- _Goals_
**a)** According to the teaching on Galatians, when was the letter probably written?
**b)** In the teaching on Galatians, what did the visiting teachers say the Galatians had to do besides receiving Jesus as their Messiah-Savior? List every requirement given.
**c)** Reproduce the teaching on Galatians from "Teaching series from" up to and including "48 or 49 AD.".
-- Selected excerpt start --
Teaching series from Galatians

A Preview of the Letter

Galatians 1:1-5

Teaching t20276


This morning we begin a study of Galatians.  This is a letter written by Paul, one of the key leaders of the early Christian movement, to a group of churches that Paul started in south central Turkey (MAP).  It is probably the earliest of Paul’s letters in the New Testament, written in 48 or 49 AD. 

Before we read the beginning of this letter, let me explain its setting.  Shortly after Paul started these churches, he had to leave.  In his absence, a group of Jewish pseudo-Christian teachers (“Judaizers”) visited the Galatian churches and attacked Paul’s message and his authority.  From this letter (and Acts), we can reconstruct the essence of their attack:

They said that simply receiving Jesus as their Messiah-Savior wasn’t enough for them to be accepted by God—they also had to obey the Old Testament law and become Jews, which included undergoing circumcision and observing Jewish dietary laws.
-- Selected excerpt end --
-- Given data start --
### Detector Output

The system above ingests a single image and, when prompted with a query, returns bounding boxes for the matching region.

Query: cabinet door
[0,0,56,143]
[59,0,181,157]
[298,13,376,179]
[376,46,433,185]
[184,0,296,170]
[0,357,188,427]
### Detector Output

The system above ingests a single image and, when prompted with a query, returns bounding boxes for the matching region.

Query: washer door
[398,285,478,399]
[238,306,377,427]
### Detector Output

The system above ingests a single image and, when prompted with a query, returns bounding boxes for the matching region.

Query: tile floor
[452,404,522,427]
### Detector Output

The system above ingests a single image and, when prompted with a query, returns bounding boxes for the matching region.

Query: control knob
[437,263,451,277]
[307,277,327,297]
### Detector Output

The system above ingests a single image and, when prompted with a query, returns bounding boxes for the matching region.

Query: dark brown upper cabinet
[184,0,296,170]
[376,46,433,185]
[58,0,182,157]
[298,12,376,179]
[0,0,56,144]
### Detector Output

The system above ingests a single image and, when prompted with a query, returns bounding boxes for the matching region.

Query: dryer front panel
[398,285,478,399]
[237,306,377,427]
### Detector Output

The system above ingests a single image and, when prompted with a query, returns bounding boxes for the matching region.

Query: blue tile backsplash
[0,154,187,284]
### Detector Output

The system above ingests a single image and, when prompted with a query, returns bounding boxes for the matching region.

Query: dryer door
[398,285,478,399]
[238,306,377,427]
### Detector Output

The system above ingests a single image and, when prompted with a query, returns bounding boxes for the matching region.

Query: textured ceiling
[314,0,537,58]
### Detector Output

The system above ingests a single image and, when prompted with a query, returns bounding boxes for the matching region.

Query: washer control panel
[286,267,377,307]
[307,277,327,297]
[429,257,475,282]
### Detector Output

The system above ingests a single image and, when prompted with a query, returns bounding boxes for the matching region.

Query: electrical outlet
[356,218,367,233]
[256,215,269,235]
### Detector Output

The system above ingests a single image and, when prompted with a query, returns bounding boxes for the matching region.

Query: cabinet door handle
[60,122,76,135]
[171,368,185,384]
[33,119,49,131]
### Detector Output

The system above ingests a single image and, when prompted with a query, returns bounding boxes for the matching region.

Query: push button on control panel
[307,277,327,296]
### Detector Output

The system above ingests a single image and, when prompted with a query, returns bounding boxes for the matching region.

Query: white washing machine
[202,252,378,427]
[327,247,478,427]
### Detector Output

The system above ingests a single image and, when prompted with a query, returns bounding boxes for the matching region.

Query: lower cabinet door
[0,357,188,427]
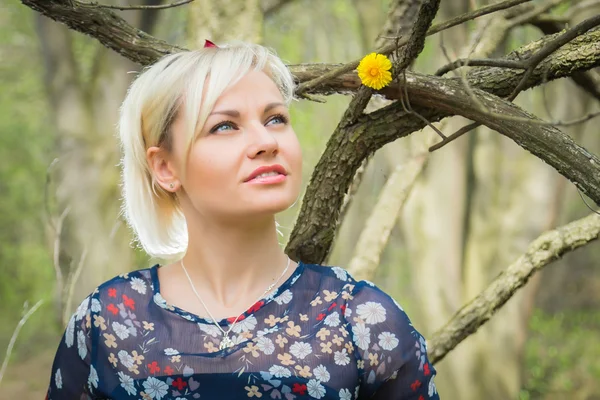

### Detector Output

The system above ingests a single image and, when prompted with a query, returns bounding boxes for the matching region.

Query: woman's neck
-- Given data end --
-- Given data start --
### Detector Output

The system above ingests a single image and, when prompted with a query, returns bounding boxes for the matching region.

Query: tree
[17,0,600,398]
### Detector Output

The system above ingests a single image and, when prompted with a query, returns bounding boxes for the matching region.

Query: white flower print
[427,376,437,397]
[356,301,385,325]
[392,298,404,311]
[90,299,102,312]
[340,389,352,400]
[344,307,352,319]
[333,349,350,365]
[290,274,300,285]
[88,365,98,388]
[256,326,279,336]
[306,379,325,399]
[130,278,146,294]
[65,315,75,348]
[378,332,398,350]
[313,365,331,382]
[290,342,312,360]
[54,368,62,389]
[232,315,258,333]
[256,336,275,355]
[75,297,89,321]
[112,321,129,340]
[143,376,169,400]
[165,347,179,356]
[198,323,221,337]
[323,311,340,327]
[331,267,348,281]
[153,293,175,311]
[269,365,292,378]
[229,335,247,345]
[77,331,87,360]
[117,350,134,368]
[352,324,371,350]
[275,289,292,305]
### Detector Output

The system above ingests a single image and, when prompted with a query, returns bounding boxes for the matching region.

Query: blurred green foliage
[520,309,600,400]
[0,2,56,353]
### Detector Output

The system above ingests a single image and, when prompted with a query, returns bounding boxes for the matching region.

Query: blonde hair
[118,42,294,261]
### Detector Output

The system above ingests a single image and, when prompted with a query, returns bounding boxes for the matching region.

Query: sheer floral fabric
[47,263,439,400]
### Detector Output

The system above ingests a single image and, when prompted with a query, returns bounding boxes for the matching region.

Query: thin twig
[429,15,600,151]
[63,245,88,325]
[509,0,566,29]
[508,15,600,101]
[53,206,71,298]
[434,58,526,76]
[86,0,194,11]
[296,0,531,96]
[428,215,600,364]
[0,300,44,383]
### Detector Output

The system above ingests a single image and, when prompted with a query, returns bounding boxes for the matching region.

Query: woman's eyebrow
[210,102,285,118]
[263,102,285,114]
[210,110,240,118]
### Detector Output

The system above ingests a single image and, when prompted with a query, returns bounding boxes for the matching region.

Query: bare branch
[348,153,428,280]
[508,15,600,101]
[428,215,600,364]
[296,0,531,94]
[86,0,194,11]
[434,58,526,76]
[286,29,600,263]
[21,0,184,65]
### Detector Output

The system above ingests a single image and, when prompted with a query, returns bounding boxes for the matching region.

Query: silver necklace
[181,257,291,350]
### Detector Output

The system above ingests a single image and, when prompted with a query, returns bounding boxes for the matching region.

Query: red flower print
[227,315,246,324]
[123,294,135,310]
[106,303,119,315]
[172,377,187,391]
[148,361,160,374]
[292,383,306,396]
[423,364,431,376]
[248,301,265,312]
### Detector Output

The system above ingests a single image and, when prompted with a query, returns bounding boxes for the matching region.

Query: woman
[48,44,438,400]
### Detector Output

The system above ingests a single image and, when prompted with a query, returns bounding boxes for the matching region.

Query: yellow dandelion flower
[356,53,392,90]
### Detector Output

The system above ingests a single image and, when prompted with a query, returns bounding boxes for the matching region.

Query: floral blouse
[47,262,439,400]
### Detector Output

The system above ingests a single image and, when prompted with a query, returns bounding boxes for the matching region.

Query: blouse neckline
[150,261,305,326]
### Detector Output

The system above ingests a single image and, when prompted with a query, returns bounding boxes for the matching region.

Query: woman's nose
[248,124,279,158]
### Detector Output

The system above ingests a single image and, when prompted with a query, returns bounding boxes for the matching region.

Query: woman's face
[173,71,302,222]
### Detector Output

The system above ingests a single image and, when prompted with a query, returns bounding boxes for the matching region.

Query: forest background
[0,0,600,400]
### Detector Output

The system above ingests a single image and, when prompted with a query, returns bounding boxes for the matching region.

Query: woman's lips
-- Given data end --
- _The results_
**a)** In 48 or 49 AD.

**b)**
- Obey the Old Testament law
- Become Jews
- Undergo circumcision
- Observe Jewish dietary laws

**c)**
Teaching series from Galatians

A Preview of the Letter

Galatians 1:1-5

Teaching t20276


This morning we begin a study of Galatians.  This is a letter written by Paul, one of the key leaders of the early Christian movement, to a group of churches that Paul started in south central Turkey (MAP).  It is probably the earliest of Paul’s letters in the New Testament, written in 48 or 49 AD.